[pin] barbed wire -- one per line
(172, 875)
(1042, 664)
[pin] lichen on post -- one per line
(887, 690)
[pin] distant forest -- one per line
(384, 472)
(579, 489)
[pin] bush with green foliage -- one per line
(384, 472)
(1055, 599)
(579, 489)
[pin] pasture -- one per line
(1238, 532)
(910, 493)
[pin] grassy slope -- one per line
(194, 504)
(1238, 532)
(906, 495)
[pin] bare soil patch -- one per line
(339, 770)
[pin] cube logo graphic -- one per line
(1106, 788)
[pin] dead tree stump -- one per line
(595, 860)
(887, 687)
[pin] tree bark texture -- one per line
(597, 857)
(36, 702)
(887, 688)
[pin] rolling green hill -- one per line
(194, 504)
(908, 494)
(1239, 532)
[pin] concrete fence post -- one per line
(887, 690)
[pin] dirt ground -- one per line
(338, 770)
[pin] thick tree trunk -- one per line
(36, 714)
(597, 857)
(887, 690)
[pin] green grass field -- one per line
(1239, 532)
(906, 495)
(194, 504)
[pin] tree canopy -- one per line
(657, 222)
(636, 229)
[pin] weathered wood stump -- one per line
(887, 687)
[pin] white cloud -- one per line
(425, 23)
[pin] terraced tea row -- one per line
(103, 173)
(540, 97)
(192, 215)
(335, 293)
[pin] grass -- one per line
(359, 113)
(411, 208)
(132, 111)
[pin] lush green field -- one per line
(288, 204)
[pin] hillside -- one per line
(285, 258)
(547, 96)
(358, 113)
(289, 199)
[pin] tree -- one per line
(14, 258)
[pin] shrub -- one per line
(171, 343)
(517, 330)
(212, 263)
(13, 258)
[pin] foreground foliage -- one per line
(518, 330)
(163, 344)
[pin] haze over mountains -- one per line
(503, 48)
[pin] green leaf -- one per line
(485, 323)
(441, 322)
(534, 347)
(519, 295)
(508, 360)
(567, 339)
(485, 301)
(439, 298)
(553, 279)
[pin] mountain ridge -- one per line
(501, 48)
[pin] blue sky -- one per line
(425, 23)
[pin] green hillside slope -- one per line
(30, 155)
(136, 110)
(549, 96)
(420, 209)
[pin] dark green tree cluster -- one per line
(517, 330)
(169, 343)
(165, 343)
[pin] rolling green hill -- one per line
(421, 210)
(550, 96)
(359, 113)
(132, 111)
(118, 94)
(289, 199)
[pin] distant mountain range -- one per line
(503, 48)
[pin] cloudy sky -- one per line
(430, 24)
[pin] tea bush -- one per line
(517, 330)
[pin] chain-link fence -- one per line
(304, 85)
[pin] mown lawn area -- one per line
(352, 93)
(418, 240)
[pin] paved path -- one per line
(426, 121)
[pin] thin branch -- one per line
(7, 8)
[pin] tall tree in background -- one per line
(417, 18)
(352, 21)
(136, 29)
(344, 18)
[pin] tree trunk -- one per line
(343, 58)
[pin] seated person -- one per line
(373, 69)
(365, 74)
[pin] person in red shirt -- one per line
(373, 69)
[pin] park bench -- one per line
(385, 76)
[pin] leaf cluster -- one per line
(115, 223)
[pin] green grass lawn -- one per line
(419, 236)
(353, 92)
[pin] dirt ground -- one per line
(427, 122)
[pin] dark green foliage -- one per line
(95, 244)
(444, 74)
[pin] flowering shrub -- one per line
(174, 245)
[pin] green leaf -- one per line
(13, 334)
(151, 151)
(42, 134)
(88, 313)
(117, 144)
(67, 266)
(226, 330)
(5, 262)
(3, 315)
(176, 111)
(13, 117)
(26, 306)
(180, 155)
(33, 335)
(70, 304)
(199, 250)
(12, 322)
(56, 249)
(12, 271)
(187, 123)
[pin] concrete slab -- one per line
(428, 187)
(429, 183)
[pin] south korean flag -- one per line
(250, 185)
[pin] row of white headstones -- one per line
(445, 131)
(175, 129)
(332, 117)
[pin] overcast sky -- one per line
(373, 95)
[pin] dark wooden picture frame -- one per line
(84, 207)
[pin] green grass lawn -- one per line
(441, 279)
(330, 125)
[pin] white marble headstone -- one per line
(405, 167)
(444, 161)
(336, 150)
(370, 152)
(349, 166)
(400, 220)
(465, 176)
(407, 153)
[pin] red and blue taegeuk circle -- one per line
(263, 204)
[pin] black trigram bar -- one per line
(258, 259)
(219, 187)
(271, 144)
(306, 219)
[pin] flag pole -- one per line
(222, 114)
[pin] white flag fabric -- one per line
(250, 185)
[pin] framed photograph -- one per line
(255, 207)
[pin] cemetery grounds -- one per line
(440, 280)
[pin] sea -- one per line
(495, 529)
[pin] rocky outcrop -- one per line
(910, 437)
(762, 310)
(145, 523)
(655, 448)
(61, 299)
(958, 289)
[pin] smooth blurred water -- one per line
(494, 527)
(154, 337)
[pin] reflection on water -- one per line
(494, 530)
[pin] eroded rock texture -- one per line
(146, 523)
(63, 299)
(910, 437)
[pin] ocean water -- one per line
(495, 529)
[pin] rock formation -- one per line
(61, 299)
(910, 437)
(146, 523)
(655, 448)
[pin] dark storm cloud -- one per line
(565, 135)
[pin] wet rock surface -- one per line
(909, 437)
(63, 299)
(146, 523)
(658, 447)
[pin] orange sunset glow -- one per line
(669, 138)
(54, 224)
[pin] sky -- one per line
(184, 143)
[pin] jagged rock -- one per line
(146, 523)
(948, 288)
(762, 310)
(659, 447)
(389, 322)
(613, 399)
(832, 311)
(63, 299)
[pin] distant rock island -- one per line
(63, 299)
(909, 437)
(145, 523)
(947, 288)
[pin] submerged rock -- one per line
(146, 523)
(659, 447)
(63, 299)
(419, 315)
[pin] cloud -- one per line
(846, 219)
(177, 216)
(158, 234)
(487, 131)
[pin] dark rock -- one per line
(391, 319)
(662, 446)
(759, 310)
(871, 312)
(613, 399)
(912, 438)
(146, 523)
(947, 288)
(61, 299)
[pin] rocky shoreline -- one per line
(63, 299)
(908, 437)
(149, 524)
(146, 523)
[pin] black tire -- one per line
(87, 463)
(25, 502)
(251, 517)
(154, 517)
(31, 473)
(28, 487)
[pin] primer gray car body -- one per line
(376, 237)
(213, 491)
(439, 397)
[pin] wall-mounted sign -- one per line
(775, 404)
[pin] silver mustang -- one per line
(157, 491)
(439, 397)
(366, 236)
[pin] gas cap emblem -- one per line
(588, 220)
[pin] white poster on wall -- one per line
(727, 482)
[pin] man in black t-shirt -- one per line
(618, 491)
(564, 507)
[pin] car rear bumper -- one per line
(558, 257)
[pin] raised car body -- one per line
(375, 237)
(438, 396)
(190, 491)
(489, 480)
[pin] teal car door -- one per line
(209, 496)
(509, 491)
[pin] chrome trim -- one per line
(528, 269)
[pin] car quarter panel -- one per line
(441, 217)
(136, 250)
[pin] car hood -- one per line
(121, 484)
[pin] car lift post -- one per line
★ ★ ★ ★
Render the lines from the one containing "[pin] cloud -- one per line" through the end of the records as a numbered list, leaving out any blank lines.

1. [pin] cloud -- one per line
2. (846, 219)
3. (177, 216)
4. (158, 234)
5. (487, 131)
6. [pin] dark rock -- one per line
7. (391, 319)
8. (662, 446)
9. (759, 310)
10. (871, 312)
11. (613, 399)
12. (912, 438)
13. (146, 523)
14. (947, 288)
15. (61, 299)
16. [pin] rocky shoreline -- one per line
17. (63, 299)
18. (908, 437)
19. (149, 524)
20. (146, 523)
21. [pin] black tire -- one per line
22. (87, 463)
23. (25, 502)
24. (251, 517)
25. (154, 517)
26. (31, 473)
27. (28, 487)
28. [pin] primer gray car body -- one per line
29. (376, 237)
30. (213, 491)
31. (439, 397)
32. [pin] wall-mounted sign -- one per line
33. (775, 404)
34. [pin] silver mustang -- one per line
35. (157, 491)
36. (439, 397)
37. (366, 236)
38. [pin] gas cap emblem -- one per line
39. (588, 220)
40. [pin] white poster on wall -- one per line
41. (727, 482)
42. [pin] man in black t-shirt -- one per line
43. (618, 491)
44. (564, 507)
45. [pin] car rear bumper -- one per line
46. (558, 257)
47. [pin] raised car body -- one per line
48. (375, 237)
49. (438, 396)
50. (190, 491)
51. (489, 480)
52. [pin] teal car door -- one per line
53. (209, 496)
54. (509, 491)
55. [pin] chrome trim -- one per line
56. (528, 269)
57. [pin] car quarter panel -- one per line
58. (441, 217)
59. (136, 250)
60. [pin] car hood -- one per line
61. (121, 484)
62. [pin] car lift post -- one per line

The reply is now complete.